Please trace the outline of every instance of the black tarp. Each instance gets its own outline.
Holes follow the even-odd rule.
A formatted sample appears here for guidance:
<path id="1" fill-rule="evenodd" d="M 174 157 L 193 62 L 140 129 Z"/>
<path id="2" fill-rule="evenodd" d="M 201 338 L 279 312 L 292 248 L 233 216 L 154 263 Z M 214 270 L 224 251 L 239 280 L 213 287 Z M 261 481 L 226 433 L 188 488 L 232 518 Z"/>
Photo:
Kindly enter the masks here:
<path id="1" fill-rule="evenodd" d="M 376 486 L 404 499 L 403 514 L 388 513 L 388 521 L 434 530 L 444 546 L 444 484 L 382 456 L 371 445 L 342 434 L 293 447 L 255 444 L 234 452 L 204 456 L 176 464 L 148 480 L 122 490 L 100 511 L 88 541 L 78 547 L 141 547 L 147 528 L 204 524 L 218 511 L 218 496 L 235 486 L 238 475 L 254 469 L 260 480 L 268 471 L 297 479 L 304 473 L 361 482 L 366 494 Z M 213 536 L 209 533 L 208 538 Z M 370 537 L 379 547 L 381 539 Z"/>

○ ○ ○ ○

* WORK REQUIRED:
Please copy the lines above again word for word, keeping every character and line break the same.

* RESULT:
Please trace the outline of every instance of the black tarp. Each instance gets its own outline.
Holes follow the even-odd rule.
A formatted sample appears here for guidance:
<path id="1" fill-rule="evenodd" d="M 174 157 L 193 62 L 140 129 Z"/>
<path id="2" fill-rule="evenodd" d="M 201 338 L 279 312 L 292 248 L 233 216 L 154 263 Z M 214 270 L 224 251 L 239 280 L 213 287 Z M 261 481 L 226 433 L 188 488 L 232 518 Z"/>
Photo:
Kindly enter the masks here:
<path id="1" fill-rule="evenodd" d="M 376 486 L 404 499 L 403 514 L 388 513 L 388 521 L 434 530 L 444 546 L 444 484 L 382 456 L 371 445 L 342 434 L 293 447 L 255 444 L 234 452 L 204 456 L 176 464 L 148 480 L 122 490 L 100 511 L 88 541 L 78 547 L 141 547 L 147 528 L 204 524 L 218 511 L 218 496 L 235 486 L 238 475 L 254 469 L 260 480 L 268 471 L 297 479 L 304 473 L 361 482 L 366 494 Z M 213 536 L 209 533 L 208 538 Z M 370 537 L 379 547 L 381 539 Z"/>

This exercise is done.